-- start of Source excerpt --

That's her up above, on a Harley.

Mrs. Porter was one of six daughters (there were four brothers as well, one of whom died in childhood) born to immigrants.  All the Sisters -- that's how they were collectively referred to in the family -- were strong women.  But now only one, Evangeline, who was the baby of the family, remains.

Mary Ann Sinclair was a newspaperwoman for the Canonsburg Daily Notes , worked in Harrisburg at the creation of Social Security, and was for a time manager of the Hats and Hair Goods section of a local department store.  In 1939, she married a young lawyer named William Christian Porter.  During World War II, when he was in the Navy, they took an apartment in New York City, his home port, and she worked in retail again for the May Company.

When her husband died in 1988, Mrs. Porter expected to follow soon after.  But she did not.  Her friends grew old and died, so she made a new set of friends among the next generation.  Then her younger friends grew old and died.  "She's going to have a few firm words to say to God when her time finally comes," we used to joke in the family.

-- end of Source excerpt --
-- start of Stored records --

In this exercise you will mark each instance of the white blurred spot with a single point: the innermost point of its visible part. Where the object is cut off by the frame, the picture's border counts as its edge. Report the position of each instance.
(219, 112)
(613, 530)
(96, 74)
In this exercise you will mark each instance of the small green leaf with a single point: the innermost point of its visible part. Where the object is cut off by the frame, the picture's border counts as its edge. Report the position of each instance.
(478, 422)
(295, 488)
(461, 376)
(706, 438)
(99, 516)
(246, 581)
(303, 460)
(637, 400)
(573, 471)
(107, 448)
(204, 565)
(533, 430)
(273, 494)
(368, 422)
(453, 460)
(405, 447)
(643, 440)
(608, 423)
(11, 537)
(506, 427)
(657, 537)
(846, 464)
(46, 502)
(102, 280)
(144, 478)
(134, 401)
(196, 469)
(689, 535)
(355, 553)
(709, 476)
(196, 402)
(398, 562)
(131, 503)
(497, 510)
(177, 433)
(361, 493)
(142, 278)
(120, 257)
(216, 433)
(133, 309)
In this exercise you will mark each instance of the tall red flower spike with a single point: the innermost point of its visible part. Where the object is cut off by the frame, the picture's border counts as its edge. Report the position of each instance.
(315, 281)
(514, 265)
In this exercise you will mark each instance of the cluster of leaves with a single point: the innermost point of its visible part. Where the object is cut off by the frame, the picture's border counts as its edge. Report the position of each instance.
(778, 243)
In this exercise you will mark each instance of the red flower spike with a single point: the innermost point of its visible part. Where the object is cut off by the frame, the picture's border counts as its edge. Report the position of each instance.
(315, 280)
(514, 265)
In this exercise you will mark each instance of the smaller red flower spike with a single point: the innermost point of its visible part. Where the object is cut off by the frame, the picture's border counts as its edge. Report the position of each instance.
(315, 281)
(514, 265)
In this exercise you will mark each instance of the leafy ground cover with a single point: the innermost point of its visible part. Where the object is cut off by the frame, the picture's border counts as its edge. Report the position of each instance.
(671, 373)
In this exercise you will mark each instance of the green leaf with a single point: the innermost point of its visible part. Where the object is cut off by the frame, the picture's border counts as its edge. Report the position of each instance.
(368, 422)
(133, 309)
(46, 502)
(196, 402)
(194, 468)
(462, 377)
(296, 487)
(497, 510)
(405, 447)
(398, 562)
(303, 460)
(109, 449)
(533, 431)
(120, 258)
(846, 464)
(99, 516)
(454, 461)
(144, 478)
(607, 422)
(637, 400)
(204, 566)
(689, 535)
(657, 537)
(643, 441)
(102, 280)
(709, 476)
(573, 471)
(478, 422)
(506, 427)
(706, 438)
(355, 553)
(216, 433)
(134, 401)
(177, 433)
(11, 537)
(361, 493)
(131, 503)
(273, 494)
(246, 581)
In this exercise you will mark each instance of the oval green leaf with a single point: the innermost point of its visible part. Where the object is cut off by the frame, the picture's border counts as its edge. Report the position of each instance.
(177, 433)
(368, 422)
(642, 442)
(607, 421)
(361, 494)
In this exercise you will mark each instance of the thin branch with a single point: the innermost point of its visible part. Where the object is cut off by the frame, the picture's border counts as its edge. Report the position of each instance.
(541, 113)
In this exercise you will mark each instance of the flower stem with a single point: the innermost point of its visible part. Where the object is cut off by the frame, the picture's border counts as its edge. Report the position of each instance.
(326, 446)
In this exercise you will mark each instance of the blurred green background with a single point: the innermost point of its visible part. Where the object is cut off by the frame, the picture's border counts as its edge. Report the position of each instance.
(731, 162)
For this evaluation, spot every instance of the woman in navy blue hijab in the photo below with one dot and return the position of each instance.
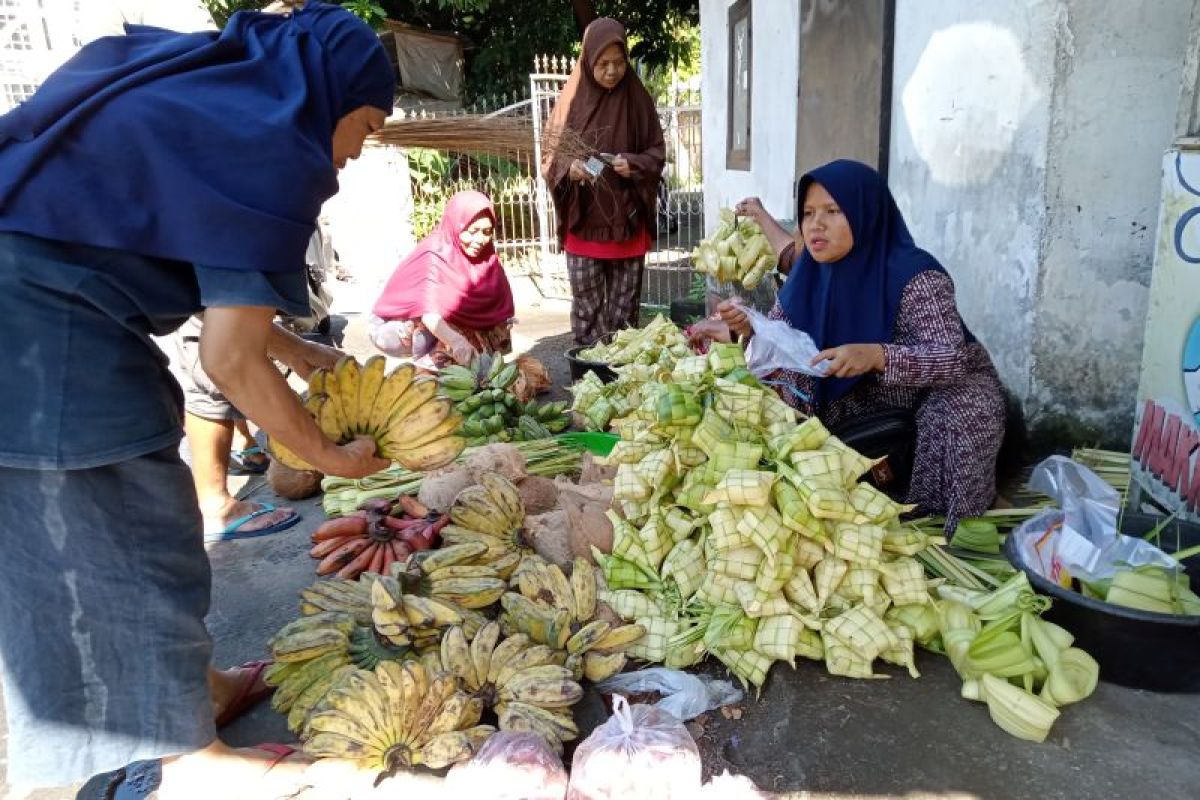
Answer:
(155, 175)
(882, 313)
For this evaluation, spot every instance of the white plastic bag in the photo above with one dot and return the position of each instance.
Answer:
(775, 346)
(1080, 536)
(640, 752)
(687, 696)
(510, 765)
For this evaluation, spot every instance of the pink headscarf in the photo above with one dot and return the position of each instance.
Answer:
(438, 277)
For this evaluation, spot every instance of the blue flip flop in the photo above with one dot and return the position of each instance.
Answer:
(231, 530)
(240, 463)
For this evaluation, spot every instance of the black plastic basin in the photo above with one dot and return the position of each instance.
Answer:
(580, 367)
(1134, 648)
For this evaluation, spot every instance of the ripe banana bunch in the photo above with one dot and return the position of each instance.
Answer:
(400, 410)
(489, 513)
(559, 612)
(525, 683)
(396, 717)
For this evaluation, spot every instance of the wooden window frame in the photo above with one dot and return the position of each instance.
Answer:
(739, 158)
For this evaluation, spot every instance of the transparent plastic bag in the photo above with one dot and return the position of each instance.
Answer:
(687, 696)
(510, 765)
(640, 752)
(775, 346)
(1081, 535)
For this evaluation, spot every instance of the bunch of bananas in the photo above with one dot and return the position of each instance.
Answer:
(489, 513)
(395, 717)
(492, 413)
(523, 681)
(559, 612)
(400, 410)
(411, 606)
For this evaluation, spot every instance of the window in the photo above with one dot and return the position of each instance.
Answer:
(738, 137)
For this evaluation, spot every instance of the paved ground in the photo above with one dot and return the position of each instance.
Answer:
(808, 735)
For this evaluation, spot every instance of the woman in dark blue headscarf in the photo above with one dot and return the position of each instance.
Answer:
(153, 176)
(883, 316)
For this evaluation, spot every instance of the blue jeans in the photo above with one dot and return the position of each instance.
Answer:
(103, 590)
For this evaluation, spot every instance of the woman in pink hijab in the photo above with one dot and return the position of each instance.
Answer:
(449, 299)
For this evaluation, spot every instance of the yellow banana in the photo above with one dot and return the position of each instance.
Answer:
(515, 719)
(587, 636)
(394, 386)
(456, 656)
(420, 391)
(370, 383)
(469, 593)
(447, 749)
(539, 655)
(583, 589)
(619, 638)
(504, 653)
(599, 666)
(463, 571)
(481, 648)
(547, 685)
(431, 456)
(504, 494)
(347, 378)
(333, 745)
(450, 555)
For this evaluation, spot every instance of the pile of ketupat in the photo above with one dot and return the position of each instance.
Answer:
(658, 343)
(737, 251)
(744, 535)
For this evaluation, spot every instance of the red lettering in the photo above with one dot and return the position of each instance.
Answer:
(1150, 433)
(1161, 459)
(1180, 468)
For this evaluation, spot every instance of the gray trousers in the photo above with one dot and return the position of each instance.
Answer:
(103, 589)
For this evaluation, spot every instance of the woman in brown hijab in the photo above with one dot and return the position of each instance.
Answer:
(606, 222)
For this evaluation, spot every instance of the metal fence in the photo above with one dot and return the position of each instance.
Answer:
(526, 236)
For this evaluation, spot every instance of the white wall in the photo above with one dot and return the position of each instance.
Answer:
(1025, 154)
(775, 26)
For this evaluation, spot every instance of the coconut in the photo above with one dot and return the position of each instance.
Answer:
(293, 483)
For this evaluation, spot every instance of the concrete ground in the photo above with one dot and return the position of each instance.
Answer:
(809, 734)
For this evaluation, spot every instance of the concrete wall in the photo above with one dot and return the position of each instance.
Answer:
(1025, 154)
(774, 79)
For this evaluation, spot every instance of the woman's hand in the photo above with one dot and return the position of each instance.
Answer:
(736, 318)
(852, 360)
(706, 331)
(750, 206)
(579, 173)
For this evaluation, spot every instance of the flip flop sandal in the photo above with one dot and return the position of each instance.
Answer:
(232, 531)
(241, 464)
(141, 780)
(249, 695)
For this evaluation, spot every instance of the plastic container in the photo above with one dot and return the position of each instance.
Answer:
(598, 444)
(580, 367)
(1134, 648)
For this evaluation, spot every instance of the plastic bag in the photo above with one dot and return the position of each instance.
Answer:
(687, 696)
(510, 765)
(640, 752)
(1081, 535)
(775, 346)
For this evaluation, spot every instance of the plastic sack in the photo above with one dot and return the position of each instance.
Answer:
(640, 752)
(1081, 535)
(775, 346)
(687, 696)
(510, 765)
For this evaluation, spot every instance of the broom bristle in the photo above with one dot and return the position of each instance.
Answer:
(502, 136)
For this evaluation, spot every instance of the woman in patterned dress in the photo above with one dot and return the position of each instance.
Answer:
(882, 312)
(606, 222)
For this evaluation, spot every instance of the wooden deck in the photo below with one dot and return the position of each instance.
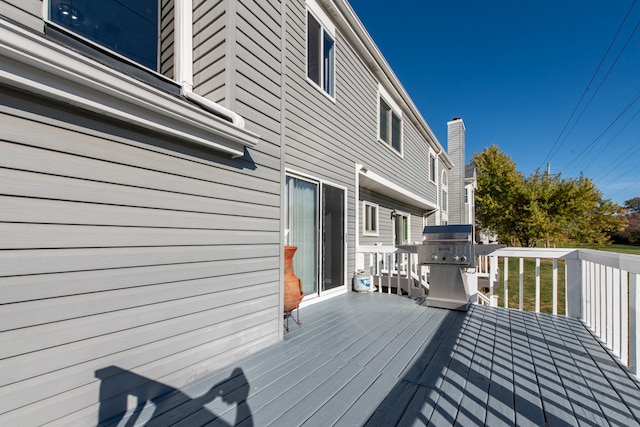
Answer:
(376, 359)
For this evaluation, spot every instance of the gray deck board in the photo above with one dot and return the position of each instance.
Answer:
(377, 359)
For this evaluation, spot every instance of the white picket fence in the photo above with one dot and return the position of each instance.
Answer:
(601, 288)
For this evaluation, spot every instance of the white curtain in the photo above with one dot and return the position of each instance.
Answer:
(302, 221)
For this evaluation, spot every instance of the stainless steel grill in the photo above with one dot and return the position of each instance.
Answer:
(447, 245)
(448, 250)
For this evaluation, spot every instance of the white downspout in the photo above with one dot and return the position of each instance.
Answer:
(183, 63)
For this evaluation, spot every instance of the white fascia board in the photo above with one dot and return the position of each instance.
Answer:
(379, 184)
(321, 16)
(31, 63)
(389, 100)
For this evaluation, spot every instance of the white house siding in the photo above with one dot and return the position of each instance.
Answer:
(123, 248)
(26, 12)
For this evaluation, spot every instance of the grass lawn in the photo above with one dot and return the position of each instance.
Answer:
(546, 287)
(529, 288)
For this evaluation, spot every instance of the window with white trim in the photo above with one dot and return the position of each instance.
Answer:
(320, 55)
(129, 29)
(432, 168)
(402, 229)
(389, 123)
(370, 219)
(445, 192)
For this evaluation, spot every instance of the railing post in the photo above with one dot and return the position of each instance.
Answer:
(521, 284)
(506, 282)
(634, 323)
(537, 285)
(573, 288)
(554, 284)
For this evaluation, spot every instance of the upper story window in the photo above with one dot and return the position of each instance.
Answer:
(131, 29)
(432, 168)
(320, 51)
(389, 122)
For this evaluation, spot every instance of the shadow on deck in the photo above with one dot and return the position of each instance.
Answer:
(376, 359)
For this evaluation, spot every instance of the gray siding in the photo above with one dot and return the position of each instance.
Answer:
(210, 32)
(125, 249)
(456, 152)
(385, 223)
(326, 138)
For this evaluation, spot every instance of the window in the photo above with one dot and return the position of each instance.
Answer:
(432, 166)
(445, 192)
(402, 229)
(390, 125)
(320, 55)
(370, 219)
(130, 29)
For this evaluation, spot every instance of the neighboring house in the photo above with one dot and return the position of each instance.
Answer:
(149, 183)
(470, 185)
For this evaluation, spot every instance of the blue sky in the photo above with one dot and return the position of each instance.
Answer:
(532, 77)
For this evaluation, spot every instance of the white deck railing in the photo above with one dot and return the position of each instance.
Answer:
(392, 267)
(600, 288)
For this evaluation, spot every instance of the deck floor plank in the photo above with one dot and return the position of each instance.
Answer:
(378, 359)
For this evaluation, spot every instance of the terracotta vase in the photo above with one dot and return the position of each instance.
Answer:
(292, 284)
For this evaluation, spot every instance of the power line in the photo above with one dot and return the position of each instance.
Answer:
(559, 141)
(591, 145)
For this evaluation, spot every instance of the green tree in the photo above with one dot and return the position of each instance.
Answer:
(499, 186)
(540, 207)
(631, 232)
(633, 205)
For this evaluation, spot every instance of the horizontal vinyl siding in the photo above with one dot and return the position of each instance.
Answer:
(122, 249)
(385, 224)
(326, 138)
(209, 49)
(26, 12)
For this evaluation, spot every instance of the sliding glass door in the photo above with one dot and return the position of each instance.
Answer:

-- end of Stored records --

What you need to do
1 > From the Mrs. Porter excerpt, list every job or workplace it gives for Mary Ann Sinclair.
2 > Render the stretch of the records from the line that contains "For this evaluation, spot every instance of the blue jeans" through the line that contains "(1180, 468)" as a numbered list, omitting blank lines.
The Mrs. Porter excerpt has nothing to do with the records.

Solutions to each task
1 >
- Newspaperwoman for the Canonsburg Daily Notes
- Work in Harrisburg at the creation of Social Security
- Manager of the Hats and Hair Goods section of a local department store
- Retail work for the May Company in New York City

2 >
1. For this evaluation, spot every instance of the blue jeans in the photo above with one dot and return the position of each instance.
2. Answer:
3. (103, 590)
4. For this evaluation, spot every instance of the woman in pink hijab in the photo above with one dot and return the position of each instance.
5. Answer:
6. (449, 299)
7. For this evaluation, spot every instance of the yellow banana in the photo above with one dot and return the position of each instance.
8. Answer:
9. (515, 719)
10. (587, 636)
11. (394, 386)
12. (456, 656)
13. (420, 391)
14. (370, 383)
15. (469, 593)
16. (447, 749)
17. (539, 655)
18. (583, 589)
19. (619, 638)
20. (504, 653)
21. (599, 666)
22. (463, 571)
23. (481, 648)
24. (547, 685)
25. (431, 456)
26. (504, 494)
27. (347, 378)
28. (333, 745)
29. (450, 555)
30. For this evaluation, spot every instance of the pile of ketupat in the photo above with one dot and return the position of each instance.
31. Answer:
32. (658, 343)
33. (737, 251)
34. (744, 535)
35. For this evaluation, spot every instance of the red lettering in the photo above with one dot and return the position of each instance.
36. Answer:
37. (1150, 433)
38. (1161, 459)
39. (1180, 468)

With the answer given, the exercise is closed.